==== Available data ====

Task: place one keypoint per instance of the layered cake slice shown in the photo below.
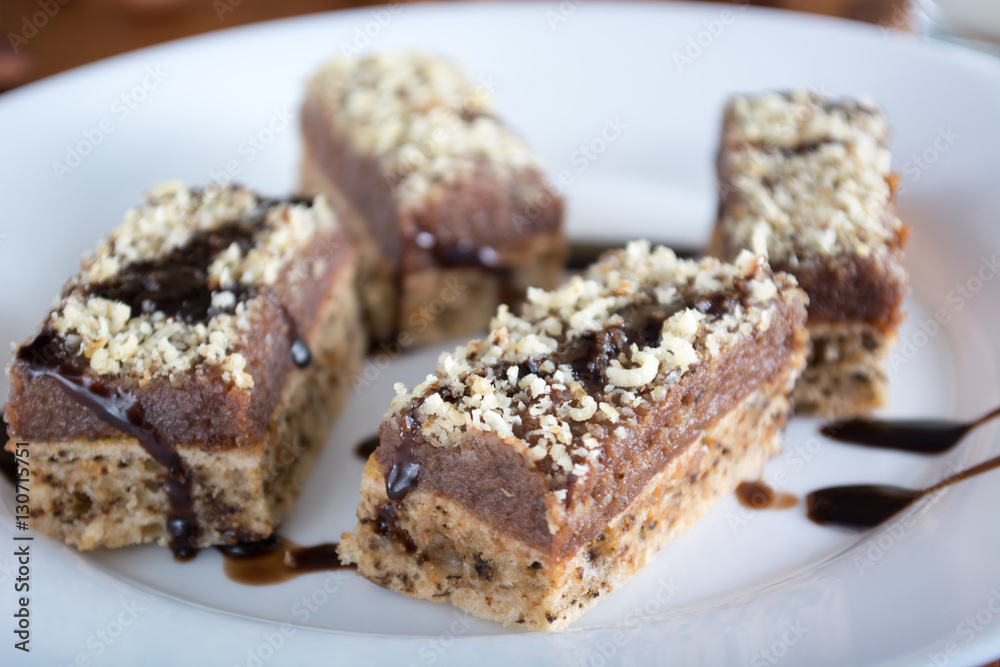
(806, 181)
(187, 376)
(449, 207)
(538, 469)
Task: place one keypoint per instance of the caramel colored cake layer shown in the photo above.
(449, 207)
(189, 373)
(538, 469)
(806, 182)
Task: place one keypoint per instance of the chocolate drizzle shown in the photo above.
(277, 559)
(921, 436)
(46, 356)
(177, 283)
(364, 449)
(757, 495)
(386, 526)
(8, 463)
(867, 505)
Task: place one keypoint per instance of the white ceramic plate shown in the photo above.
(740, 587)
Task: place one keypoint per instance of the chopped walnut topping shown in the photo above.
(426, 123)
(118, 341)
(629, 328)
(808, 177)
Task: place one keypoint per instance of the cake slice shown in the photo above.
(806, 182)
(449, 207)
(188, 375)
(538, 469)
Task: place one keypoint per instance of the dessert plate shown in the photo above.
(623, 102)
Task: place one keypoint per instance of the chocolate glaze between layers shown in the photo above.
(504, 489)
(484, 221)
(194, 407)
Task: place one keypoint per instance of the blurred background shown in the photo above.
(42, 37)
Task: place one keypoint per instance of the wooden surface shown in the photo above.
(55, 35)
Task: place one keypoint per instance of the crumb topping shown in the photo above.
(585, 361)
(808, 176)
(118, 341)
(421, 117)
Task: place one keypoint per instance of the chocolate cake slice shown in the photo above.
(188, 375)
(538, 469)
(449, 207)
(806, 181)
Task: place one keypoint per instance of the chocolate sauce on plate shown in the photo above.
(276, 560)
(301, 356)
(177, 283)
(921, 436)
(867, 505)
(366, 447)
(757, 495)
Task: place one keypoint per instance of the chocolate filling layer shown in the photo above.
(58, 398)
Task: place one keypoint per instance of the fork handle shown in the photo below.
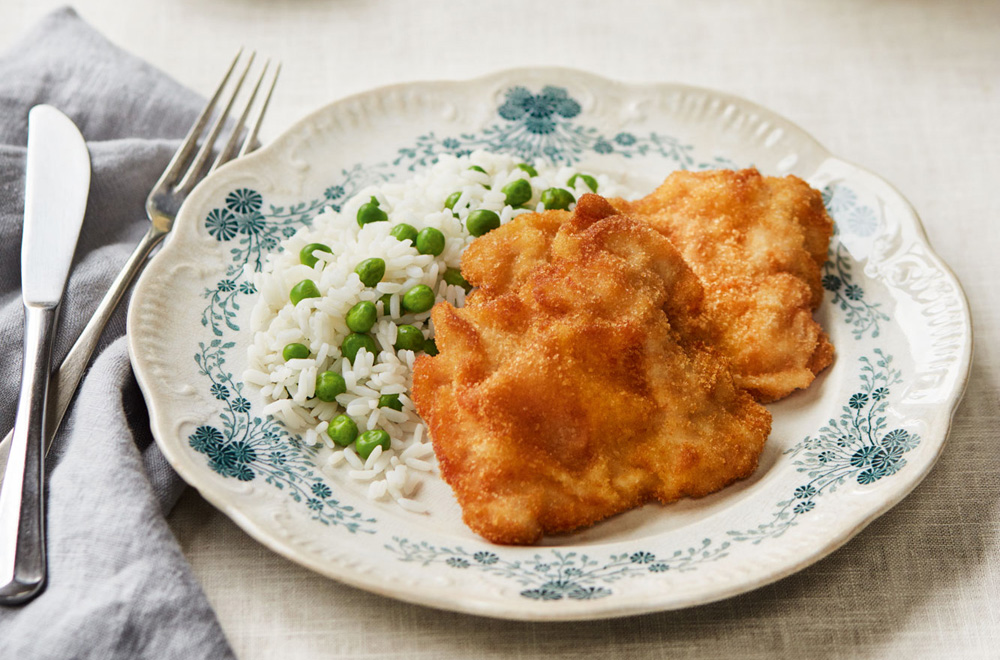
(74, 365)
(22, 498)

====

Requirement - Beginning at the line that contains "Task: place one keypoint per instance of the crumb", give the remaining lines of the records again exactly, through the last one. Leave out pictures.

Your response -
Task: place one keypoint per instance of the crumb topping shown in the photo above.
(585, 361)
(808, 176)
(118, 341)
(421, 117)
Task: place one keypoint per instance of the chocolate cake slice shown in the photo above.
(188, 375)
(538, 469)
(449, 207)
(806, 181)
Task: place one keypoint per instance of the chocolate sauce on plate shown in the photo above.
(276, 560)
(301, 356)
(177, 283)
(921, 436)
(867, 505)
(366, 447)
(757, 495)
Task: place one keypoint per instance of the chocolate filling layer shown in the photo above.
(58, 398)
Task: place one keypoint per instance of the fork handle shown in the photo below.
(74, 365)
(22, 498)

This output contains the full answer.